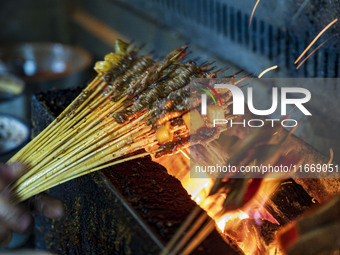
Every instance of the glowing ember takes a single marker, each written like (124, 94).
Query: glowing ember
(224, 219)
(241, 225)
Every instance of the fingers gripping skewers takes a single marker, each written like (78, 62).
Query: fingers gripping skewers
(133, 103)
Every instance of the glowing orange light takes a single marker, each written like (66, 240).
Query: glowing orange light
(267, 70)
(315, 39)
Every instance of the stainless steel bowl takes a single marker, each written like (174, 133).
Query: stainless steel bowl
(41, 61)
(14, 133)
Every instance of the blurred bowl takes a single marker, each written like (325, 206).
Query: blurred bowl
(36, 62)
(11, 87)
(14, 133)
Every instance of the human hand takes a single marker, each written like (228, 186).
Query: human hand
(18, 218)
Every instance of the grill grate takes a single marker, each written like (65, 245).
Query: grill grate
(226, 23)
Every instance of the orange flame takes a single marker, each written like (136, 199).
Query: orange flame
(178, 165)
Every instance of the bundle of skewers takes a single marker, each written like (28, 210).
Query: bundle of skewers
(134, 103)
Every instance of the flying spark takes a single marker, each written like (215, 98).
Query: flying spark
(315, 39)
(252, 14)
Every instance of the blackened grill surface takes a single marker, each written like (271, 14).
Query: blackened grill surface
(161, 200)
(95, 221)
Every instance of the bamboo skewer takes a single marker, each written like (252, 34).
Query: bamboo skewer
(51, 126)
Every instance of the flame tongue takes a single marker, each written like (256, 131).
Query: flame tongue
(243, 225)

══════════

Stated problem: Set down, with no changes, only the lines from the one holding "Every instance of the flying" through the end of the records, inclusive.

Answer:
Every instance of the flying spark takes a single marker, each written like (215, 98).
Query: flying spark
(315, 39)
(252, 14)
Every instance of the blackened grill surface takes a single marker, each written like (271, 14).
Query: blackened grill surface
(161, 200)
(95, 221)
Every instance of the bamboo skewer takes a single marker, each written like (252, 34).
Query: bamboo skewer
(51, 126)
Every instance of the flame tongue takes a single marker, each written like (256, 131).
Query: flame tongue
(243, 225)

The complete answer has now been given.